* **Problem requirements**:
In the text about Jamie Sterling Pitt's artistic process, what event caused Pitt's traumatic brain injury?

* **Extracted text**:
※

Jamie Sterling Pitt’s artistic process is one of exploring and honoring the often abstract and unknown realms of memories and their emotional counterparts. Their sculptures, even in their most austere form, allow for intimacy and tenderness while the playful and illustrative forms maintain a sense of gravity.
For many years Pitt’s artistic practice served as an autobiographical image bank, representing particular memories, places, and sensations. Fleeting sightings and experiences were reinterpreted as two and three dimensional reconstructions; standing as surrogates for images lost during momentary, perceptual shifts. Having suffered a traumatic brain injury in a car accident over ten years ago, this way of working began as a tool to help cope with short-term memory loss and difficulties with language. Through a process of drawing and sculpture, he was able to give form to the less concrete and harder to articulate aspects of the mind, such as something sensed or a fading memory.

※

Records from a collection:

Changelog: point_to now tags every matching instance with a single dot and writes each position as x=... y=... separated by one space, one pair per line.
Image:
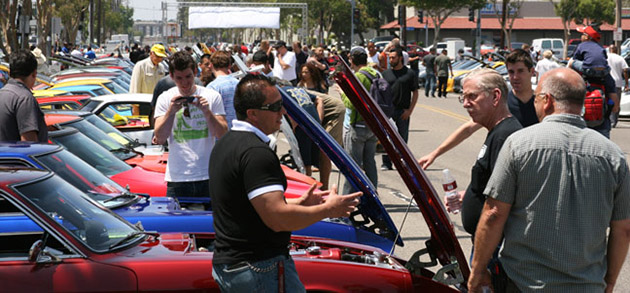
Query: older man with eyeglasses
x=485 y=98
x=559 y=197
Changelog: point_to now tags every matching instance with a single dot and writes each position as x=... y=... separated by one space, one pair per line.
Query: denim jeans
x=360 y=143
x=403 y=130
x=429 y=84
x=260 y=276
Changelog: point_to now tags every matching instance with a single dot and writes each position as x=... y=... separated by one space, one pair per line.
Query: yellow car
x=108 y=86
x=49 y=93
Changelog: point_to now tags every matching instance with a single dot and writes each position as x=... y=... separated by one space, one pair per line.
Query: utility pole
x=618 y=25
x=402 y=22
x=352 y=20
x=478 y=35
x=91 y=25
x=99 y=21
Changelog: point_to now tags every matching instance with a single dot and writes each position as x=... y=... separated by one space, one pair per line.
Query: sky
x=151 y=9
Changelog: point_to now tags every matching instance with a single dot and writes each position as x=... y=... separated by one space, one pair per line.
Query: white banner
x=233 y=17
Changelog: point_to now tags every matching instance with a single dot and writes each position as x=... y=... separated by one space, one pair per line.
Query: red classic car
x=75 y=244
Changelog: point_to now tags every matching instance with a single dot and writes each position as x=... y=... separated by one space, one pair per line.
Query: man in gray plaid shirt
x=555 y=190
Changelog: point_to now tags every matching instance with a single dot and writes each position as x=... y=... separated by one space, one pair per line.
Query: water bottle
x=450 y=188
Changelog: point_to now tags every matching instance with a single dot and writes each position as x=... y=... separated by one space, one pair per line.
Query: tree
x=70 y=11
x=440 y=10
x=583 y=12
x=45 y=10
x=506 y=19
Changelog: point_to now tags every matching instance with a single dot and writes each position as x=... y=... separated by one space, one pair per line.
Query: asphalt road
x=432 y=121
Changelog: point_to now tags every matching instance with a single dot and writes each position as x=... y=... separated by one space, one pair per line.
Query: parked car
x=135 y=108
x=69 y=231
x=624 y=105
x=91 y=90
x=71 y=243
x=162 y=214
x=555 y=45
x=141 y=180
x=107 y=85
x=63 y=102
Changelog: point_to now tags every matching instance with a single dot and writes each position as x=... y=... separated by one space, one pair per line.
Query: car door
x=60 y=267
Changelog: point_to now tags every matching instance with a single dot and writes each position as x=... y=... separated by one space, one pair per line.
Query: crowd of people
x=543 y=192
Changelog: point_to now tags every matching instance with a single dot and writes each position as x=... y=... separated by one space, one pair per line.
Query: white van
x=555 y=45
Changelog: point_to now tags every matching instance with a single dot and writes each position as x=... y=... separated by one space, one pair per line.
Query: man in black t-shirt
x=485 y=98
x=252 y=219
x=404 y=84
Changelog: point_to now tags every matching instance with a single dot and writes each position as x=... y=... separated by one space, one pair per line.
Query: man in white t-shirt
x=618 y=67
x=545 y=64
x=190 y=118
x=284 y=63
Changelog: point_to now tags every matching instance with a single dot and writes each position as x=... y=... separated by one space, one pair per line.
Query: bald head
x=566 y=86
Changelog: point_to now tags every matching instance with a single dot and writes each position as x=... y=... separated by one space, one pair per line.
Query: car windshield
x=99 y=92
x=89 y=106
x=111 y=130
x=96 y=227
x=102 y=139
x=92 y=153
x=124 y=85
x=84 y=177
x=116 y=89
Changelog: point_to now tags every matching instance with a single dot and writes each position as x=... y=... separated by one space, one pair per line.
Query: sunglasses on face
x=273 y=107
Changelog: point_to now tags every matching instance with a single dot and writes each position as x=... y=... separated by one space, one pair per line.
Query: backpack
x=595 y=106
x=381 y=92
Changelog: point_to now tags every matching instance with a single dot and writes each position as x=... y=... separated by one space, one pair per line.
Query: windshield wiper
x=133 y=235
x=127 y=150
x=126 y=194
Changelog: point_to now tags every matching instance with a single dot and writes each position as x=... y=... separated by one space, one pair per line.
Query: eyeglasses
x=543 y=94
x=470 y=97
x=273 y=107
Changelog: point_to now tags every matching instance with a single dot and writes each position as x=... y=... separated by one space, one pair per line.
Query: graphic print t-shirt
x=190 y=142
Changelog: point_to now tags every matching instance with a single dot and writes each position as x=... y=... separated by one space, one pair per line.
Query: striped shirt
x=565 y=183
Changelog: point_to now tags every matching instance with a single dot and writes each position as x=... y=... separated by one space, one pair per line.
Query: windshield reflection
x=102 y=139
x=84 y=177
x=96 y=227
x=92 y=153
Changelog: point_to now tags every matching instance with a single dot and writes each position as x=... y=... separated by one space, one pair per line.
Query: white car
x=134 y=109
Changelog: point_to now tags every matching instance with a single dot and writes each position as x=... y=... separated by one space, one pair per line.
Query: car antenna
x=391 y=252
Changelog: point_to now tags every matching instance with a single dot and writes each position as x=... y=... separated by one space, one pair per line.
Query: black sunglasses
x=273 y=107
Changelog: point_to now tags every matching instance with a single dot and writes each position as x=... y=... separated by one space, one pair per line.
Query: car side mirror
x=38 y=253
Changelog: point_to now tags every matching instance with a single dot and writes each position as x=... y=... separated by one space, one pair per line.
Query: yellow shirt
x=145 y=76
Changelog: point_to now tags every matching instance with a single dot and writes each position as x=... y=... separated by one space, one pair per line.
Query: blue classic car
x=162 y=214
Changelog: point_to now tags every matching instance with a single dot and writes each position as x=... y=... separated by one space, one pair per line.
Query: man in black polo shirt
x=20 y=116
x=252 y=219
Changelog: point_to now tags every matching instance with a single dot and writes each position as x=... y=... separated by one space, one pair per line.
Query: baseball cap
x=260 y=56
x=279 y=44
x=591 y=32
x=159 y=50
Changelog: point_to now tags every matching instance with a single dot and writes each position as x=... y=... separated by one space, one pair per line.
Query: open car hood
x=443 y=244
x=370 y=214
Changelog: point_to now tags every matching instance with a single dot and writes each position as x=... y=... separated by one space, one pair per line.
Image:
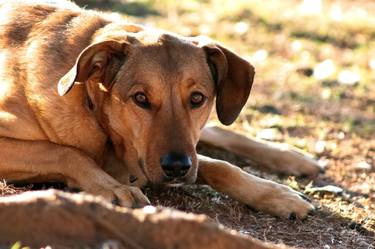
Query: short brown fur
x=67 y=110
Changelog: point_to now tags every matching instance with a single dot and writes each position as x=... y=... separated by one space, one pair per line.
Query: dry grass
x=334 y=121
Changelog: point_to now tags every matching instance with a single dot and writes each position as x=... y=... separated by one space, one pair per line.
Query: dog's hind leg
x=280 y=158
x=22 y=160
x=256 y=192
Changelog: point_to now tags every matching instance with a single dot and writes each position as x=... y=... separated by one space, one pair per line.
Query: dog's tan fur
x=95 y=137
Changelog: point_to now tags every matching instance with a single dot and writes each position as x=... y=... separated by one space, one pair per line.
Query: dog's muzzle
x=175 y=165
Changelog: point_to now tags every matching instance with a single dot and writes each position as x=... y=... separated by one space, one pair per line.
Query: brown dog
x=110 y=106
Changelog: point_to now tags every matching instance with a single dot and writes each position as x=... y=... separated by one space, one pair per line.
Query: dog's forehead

※

* **Answer section**:
A car accident over ten years ago.